* _Texte présenté_
################

Une réussite dans toute l'Espagne
En Galice, au nord du pays, l'ensemble des grandes entreprises étaient paralysées, les ports et les raffineries arrêtés. À l'usine PSA de Vigo, la production n'a pas démarré ce jour-là, 90 % des 3 000 ouvriers étant en grève. À Madrid, tous les secteurs étaient touchés. À Barcelone, c'est 80 % du personnel d'entreprises comme la Seat, Nissan ou Tatay qui ont arrêté le travail. À Valence, les ouvriers de Ford ont débrayé très largement et ont formé un grand cortège. À Séville, les transports, le secteur industriel, le bâtiment étaient très touchés. Dès le petit matin, des piquets de grève syndicaux contrôlaient l'accès aux zones industrielles, ce qui permettait aux travailleurs n'osant pas braver les menaces des patrons de ne pas rejoindre leurs machines ; ces patrons qui leur avaient dit : « Si tu es absent jeudi, ce n'est pas la peine de venir vendredi. » Dans les transports, l'activité s'est réduite au service minimum et l'ensemble des services publics ont marché au ralenti.
Dans toutes les villes du pays se sont déroulées des manifestations nombreuses. Les rues, les avenues ont été envahies par les grévistes, des retraités, des jeunes, des chômeurs mais aussi les travailleurs des petites entreprises dont la situation de précarité est telle qu'ils n'osaient pas faire grève mais entendaient ajouter leur voix à la protestation.
Le gouvernement Rajoy désavoué
Le Premier ministre Rajoy s'est donc vu désavoué, à peine cent jours après son accession à la tête du gouvernement. Ses porte-parole ont eu beau tenter de minimiser l'ampleur de cette journée, elle a au contraire contribué à donner le moral à de nombreux travailleurs, aux militants, à tous ceux qui veulent imposer un coup d'arrêt aux mesures du gouvernement et du patronat. Le relatif échec électoral du Parti populaire lors des élections du 25 mars pour le Parlement d'Andalousie avait été une première claque politique pour celui-ci. Le succès de la grève générale en est une seconde.
Toutefois, le gouvernement prétend maintenir le cap et a annoncé que la réforme du droit du travail serait maintenue, sans négocier avec les syndicats, sauf sur des détails. Au lendemain de la grève, la droite au pouvoir a décidé de faire voter un budget qui réduit de 27,3 milliards d'euros les dépenses publiques et augmente les impôts, afin de faire passer le déficit public de 8 à 5,3 % du PIB. Ces mesures d'économies se sont déjà appliquées aux services de la santé et de l'éducation. Rajoy et son équipe veulent rogner tout ce qui est possible sur les remboursements de soins, et aussi augmenter le gaz de 7 % et l'électricité de 5 %. Une austérité à sens unique, bien sûr, car ils ont promis en même temps une amnistie fiscale, en contrepartie d'une taxe de 10 % pour ceux qui rapatrieraient leurs capitaux réfugiés dans des paradis fiscaux.

################

* _Lignes fournies_

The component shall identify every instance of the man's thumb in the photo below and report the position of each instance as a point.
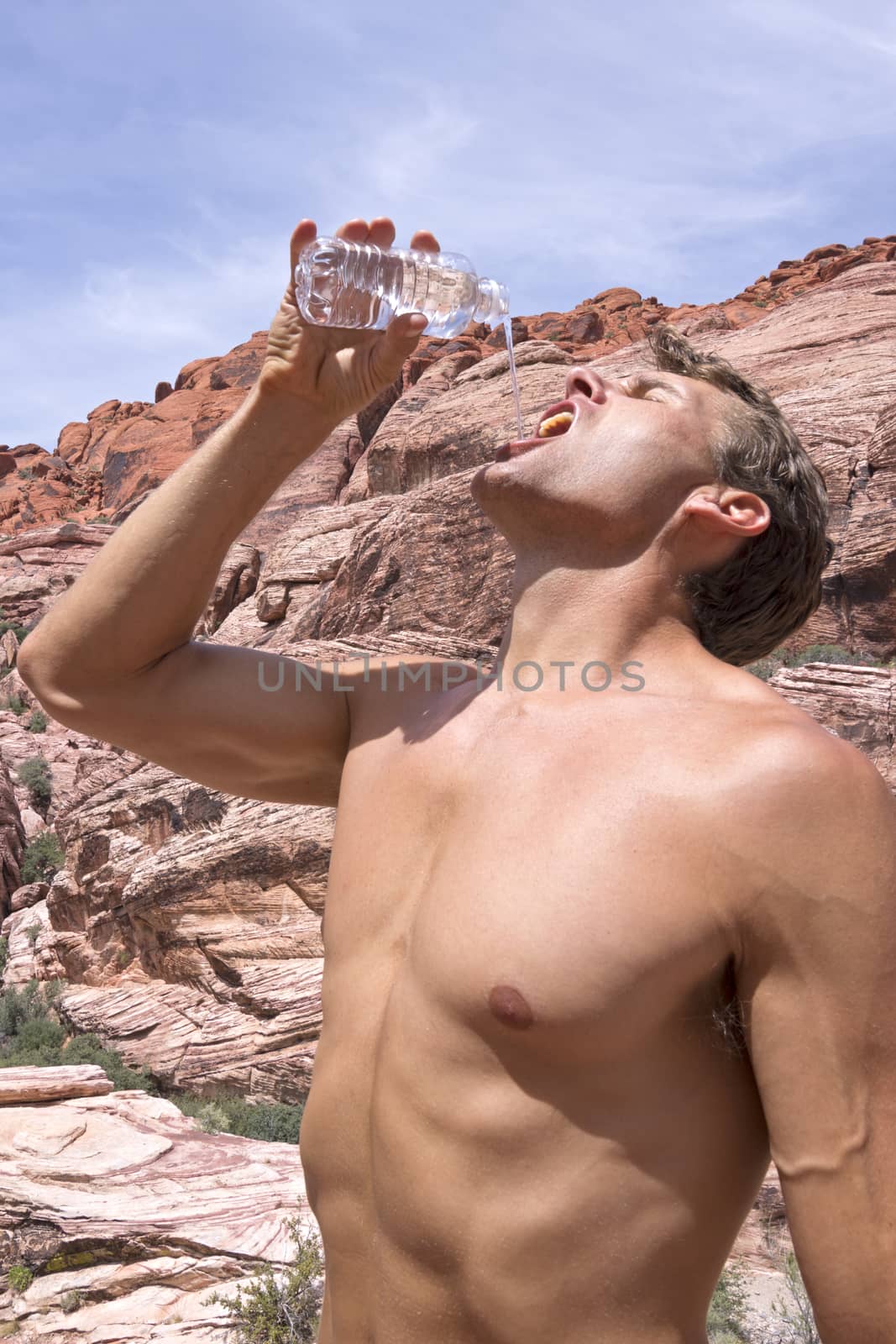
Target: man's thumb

################

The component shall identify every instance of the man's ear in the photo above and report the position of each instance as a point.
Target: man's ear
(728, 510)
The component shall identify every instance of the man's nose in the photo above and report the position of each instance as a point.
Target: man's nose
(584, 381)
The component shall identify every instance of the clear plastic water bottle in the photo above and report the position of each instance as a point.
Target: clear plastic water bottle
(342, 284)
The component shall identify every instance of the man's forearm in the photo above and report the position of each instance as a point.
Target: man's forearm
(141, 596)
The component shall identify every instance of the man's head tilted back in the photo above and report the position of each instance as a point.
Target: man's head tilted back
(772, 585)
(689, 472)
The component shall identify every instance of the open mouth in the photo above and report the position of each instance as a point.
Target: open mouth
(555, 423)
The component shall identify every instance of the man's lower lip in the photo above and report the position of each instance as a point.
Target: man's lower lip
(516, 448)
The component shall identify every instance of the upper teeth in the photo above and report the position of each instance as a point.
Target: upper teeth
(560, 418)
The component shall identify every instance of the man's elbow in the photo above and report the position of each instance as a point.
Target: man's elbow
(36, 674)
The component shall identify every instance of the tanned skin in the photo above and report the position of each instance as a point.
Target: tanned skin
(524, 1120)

################

* _Consignes_
Pourriez-vous reproduire mot pour mot le passage du texte sur la grève générale en Espagne, de « Toutefois, le gouvernement » jusqu'à « des paradis fiscaux. » inclus ? Ne vous servez que du texte.

* _Réponse finale_
Toutefois, le gouvernement prétend maintenir le cap et a annoncé que la réforme du droit du travail serait maintenue, sans négocier avec les syndicats, sauf sur des détails. Au lendemain de la grève, la droite au pouvoir a décidé de faire voter un budget qui réduit de 27,3 milliards d'euros les dépenses publiques et augmente les impôts, afin de faire passer le déficit public de 8 à 5,3 % du PIB. Ces mesures d'économies se sont déjà appliquées aux services de la santé et de l'éducation. Rajoy et son équipe veulent rogner tout ce qui est possible sur les remboursements de soins, et aussi augmenter le gaz de 7 % et l'électricité de 5 %. Une austérité à sens unique, bien sûr, car ils ont promis en même temps une amnistie fiscale, en contrepartie d'une taxe de 10 % pour ceux qui rapatrieraient leurs capitaux réfugiés dans des paradis fiscaux.